◆ EXERCISE AIM: Count the lines in the items below that contain the string "tree", with case treated as significant. Reply with the number alone.

**** ENTRIES PROVIDED

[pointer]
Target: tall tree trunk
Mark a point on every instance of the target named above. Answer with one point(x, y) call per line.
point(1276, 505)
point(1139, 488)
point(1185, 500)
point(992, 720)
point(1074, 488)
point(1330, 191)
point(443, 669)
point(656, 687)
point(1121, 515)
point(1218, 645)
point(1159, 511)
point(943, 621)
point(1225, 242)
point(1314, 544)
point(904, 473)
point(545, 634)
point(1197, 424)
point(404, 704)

********
**** ENTRIES PROVIDED

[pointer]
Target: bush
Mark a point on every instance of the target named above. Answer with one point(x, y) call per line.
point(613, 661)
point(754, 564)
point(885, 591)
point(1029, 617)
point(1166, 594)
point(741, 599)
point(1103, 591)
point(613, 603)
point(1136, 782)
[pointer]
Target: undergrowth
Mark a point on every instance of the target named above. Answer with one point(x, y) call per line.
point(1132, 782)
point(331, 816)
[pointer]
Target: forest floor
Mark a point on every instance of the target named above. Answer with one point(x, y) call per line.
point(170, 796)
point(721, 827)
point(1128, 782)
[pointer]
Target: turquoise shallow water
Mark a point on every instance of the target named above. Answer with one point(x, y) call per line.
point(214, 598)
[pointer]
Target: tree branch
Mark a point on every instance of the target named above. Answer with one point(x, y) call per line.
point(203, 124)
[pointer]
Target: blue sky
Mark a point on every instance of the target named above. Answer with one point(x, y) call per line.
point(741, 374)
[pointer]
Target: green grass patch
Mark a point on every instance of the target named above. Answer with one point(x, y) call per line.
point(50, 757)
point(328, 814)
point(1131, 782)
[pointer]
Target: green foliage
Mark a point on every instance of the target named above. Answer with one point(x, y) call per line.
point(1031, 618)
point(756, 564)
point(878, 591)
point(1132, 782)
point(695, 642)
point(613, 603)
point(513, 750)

********

◆ SOLVED PROBLEM: 2